*Extract to read:*

Published 3 June 2019

The Judgement concerned a novel issue on Part 36 offers in the detailed assessment proceedings.

The Claimants were successful in a fatal accident case arising out of the Deceased mesothelioma and became entitled to costs.  The costs proceeded to a provisional assessment by Deputy Master Friston and the parties agreed the amount provisionally allowed of £28,003.36 plus interest.  There was no challenge to the assessed amounts and the only issues outstanding were the costs of assessment.

The Claimants had made a Part 36 offer on 21 November 2007 ("the Offer") solely in respect of hourly rates.  Deputy Master Friston allowed the same rates in the provisional assessment so the Claimants had effectively beaten their offer. 

The maximum a party could be awarded for the costs of provisional assessment is £1,500 plus VAT and the Court fees (CPR r 47.15(5)).  The limit will apply even if the receiving party had beaten their own Part 36 offer (Lowin v W Portsmouth & Co [2017] EWCA Civ 2172).  The Claimants did however claim a 10% uplift on profit costs due to beating the Offer.

Deputy Master Friston believed that the Offer met all the requirements of a Part 36 Offer and had been beaten.  Where an offeror has beaten their offer, unless the Court considers otherwise it would be unjust to make an awarded, the offeror is entitled to the benefits of Part 36.  This test, whether it would be unjust to make an award, is often referred to as the 'injustice test'.  Deputy Master Friston decided that the Defendant had proved injustice in the case as:

  1. The Offer was a restatement of the rates offered in the Claimants' Replies to the Points of Dispute and no different from the pleaded case.

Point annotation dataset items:
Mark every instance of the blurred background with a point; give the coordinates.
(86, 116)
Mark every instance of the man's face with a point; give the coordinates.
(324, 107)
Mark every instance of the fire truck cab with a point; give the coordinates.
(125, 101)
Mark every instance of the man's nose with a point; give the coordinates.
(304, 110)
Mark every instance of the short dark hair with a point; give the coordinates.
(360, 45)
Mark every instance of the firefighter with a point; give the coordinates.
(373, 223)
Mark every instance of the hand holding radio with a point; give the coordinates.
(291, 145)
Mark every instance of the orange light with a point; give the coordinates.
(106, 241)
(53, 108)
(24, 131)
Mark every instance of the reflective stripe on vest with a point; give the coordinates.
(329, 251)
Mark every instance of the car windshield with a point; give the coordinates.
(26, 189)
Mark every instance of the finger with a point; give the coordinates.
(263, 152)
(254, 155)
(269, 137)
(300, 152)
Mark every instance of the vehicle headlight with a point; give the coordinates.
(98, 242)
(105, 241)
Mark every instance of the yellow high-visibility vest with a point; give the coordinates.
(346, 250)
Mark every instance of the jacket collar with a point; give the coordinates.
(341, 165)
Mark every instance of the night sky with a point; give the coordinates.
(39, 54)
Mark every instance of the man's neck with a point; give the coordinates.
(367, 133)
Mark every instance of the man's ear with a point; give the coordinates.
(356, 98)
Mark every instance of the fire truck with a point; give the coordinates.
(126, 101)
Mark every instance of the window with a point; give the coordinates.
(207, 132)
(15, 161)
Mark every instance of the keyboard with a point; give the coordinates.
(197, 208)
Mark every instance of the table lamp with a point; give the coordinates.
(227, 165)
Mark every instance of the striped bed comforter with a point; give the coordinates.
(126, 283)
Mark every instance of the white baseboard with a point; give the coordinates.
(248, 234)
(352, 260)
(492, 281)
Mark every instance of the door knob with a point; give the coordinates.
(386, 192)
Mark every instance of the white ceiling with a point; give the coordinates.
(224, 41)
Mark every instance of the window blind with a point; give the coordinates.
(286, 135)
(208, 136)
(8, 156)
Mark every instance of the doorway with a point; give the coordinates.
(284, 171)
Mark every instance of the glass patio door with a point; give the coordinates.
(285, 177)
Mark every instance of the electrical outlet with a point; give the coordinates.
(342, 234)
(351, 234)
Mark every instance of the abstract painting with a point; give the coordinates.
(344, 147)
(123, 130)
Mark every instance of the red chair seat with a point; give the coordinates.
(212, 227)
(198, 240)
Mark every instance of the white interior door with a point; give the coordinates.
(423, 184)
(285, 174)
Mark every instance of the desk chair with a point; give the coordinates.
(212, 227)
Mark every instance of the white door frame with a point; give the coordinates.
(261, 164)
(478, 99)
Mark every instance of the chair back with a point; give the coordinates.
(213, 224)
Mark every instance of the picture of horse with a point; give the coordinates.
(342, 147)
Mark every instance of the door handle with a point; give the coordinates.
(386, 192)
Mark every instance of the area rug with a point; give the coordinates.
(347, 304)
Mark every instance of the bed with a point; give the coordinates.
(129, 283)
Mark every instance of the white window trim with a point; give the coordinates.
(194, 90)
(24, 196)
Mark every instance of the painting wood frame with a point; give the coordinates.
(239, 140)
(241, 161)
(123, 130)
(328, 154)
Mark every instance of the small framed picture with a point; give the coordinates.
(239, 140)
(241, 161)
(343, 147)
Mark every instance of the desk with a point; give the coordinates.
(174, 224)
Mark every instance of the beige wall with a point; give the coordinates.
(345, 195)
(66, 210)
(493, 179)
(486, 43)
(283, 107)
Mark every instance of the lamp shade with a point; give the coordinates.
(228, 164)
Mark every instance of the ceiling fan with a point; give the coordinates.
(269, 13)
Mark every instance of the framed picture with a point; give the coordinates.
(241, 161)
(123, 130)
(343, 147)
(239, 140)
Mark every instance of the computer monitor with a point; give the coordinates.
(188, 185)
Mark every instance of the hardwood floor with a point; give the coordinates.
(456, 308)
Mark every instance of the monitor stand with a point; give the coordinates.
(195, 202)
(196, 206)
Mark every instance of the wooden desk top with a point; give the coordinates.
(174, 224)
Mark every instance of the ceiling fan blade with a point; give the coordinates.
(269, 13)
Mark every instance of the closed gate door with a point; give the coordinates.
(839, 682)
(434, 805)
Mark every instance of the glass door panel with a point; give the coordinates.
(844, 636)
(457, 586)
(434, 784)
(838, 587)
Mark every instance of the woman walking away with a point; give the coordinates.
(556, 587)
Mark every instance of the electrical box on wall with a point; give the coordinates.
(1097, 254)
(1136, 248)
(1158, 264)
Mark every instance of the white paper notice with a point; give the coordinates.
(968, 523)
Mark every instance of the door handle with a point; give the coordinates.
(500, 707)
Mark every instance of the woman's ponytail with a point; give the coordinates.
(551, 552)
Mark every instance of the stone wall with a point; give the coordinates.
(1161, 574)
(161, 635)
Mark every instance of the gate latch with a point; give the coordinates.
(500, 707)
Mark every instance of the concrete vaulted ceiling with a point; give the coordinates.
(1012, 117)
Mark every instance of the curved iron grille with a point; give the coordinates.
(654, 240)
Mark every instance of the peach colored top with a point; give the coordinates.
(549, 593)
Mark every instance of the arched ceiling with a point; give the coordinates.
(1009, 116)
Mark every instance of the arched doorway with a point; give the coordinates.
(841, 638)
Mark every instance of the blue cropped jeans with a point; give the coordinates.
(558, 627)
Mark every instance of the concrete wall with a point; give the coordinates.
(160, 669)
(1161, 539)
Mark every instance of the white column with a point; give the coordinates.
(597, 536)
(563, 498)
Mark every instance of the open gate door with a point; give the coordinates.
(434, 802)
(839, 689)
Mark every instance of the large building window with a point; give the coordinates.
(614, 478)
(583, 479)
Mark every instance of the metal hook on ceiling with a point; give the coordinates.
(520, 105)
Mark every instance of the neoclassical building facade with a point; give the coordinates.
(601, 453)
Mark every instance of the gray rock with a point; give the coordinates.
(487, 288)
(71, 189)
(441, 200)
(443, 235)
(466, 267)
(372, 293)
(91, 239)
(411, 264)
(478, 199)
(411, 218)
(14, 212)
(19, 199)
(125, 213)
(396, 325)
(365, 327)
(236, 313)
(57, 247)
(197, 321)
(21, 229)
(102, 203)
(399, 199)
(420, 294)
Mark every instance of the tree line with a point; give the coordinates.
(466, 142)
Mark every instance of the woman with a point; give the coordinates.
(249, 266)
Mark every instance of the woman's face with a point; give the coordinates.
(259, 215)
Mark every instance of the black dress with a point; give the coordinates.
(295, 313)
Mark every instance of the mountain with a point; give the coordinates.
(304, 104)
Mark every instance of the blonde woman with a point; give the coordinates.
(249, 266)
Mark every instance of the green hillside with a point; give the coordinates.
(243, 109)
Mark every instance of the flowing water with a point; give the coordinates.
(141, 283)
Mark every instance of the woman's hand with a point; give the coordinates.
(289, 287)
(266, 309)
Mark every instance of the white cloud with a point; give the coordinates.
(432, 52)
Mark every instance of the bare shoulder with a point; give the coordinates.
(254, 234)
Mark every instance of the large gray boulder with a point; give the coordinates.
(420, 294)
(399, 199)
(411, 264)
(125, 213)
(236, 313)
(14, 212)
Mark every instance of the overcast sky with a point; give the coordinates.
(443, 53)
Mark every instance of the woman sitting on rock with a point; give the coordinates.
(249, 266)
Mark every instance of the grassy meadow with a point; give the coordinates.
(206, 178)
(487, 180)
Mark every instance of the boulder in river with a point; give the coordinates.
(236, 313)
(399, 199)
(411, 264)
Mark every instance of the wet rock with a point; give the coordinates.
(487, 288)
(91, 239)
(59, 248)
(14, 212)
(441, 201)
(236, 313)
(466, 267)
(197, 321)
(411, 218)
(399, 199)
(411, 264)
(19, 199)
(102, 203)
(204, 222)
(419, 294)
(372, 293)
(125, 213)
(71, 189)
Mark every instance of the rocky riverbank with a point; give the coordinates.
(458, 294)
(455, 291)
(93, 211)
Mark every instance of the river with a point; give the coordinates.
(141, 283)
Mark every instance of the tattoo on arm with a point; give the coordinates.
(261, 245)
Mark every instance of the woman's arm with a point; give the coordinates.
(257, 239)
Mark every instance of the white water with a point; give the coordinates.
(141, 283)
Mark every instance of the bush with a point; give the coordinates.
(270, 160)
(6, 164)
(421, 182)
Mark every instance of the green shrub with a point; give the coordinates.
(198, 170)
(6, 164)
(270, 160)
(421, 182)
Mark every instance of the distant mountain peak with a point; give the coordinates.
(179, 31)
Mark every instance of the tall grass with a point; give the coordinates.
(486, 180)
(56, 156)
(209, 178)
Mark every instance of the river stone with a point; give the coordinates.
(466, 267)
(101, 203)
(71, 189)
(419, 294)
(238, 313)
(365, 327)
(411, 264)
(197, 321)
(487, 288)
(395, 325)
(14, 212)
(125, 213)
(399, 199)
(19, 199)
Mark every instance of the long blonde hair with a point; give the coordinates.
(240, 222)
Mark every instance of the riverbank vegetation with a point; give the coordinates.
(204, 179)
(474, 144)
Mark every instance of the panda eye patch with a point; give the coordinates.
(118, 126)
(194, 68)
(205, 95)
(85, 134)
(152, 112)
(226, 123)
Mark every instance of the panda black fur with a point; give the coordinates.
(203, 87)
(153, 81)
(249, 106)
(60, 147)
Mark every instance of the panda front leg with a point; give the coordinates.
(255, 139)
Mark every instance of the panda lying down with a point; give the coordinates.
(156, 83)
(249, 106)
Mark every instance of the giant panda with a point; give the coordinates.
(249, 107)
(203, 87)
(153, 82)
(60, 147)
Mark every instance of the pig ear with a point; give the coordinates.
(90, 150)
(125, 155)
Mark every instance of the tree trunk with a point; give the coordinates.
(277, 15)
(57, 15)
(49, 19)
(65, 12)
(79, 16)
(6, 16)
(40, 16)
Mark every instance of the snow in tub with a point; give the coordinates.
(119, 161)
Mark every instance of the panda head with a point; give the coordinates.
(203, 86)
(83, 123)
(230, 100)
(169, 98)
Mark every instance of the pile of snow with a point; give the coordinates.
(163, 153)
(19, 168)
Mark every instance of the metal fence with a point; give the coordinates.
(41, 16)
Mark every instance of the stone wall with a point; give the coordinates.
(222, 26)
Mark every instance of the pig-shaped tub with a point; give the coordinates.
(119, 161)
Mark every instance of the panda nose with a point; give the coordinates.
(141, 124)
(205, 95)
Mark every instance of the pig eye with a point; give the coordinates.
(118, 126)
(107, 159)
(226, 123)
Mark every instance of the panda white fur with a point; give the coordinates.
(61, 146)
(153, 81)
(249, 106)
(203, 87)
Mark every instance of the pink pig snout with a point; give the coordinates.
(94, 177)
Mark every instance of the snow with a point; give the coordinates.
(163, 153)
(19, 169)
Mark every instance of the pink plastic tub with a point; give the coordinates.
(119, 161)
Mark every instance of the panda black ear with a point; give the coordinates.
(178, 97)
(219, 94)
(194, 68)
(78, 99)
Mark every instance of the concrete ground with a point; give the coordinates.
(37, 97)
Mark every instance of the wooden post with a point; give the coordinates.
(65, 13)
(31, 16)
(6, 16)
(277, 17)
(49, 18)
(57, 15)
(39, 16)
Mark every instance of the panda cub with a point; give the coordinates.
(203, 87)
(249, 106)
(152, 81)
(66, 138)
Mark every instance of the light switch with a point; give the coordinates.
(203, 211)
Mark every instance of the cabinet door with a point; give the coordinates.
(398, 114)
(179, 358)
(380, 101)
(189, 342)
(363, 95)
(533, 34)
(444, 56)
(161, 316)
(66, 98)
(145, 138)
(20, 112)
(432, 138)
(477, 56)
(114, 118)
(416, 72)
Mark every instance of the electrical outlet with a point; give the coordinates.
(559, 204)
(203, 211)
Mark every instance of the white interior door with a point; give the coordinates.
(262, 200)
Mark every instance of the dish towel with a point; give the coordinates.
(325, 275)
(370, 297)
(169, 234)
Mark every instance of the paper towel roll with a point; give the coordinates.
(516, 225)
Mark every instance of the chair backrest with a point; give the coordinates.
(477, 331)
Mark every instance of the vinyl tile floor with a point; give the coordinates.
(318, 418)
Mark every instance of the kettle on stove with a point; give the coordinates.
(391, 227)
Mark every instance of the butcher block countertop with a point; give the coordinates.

*What is asked:*
[a] Translate into Spanish this sentence from the Part 36 costs summary: "There was no challenge to the assessed amounts and the only issues outstanding were the costs of assessment."
[b] Carry on the Part 36 costs summary from the point where it stops.
The items have no role in what is asked here.

*Answers below:*
[a] No hubo impugnación de las cantidades liquidadas y las únicas cuestiones pendientes eran las costas de la liquidación.

[b]
  2. The Court must guard against Part 36 being used for mere gamesmanship. The suggestion that a paying party ought to pay an additional amount on the whole of the receiving party's profit costs merely because they did not accept an offer of only one component (namely the rates) is manifestly unfair.
  3. Offers of this type would not encourage settlements and detailed and provisional assessments would become unwieldy if the Court were to allow the parties to rely on such offers.
  4. If the Offer was accepted it would have had no bearing on the way in which the parties dealt with the matter. It would have saved no costs and almost no court time at all.

For the reasons above, Deputy Master Friston rejected the Claimants' claim for an additional amount.  The Judgement is a reminder that Part 36 Offers should be used as a genuine attempt to settle the claim and not as a mere tactic to secure an additional amount. 

Will Heritage from DAC Beachcroft acted on behalf of the Defendant.

Our costs team deal with cases like this on a regular basis. For more information or advice, please contact one of our experts.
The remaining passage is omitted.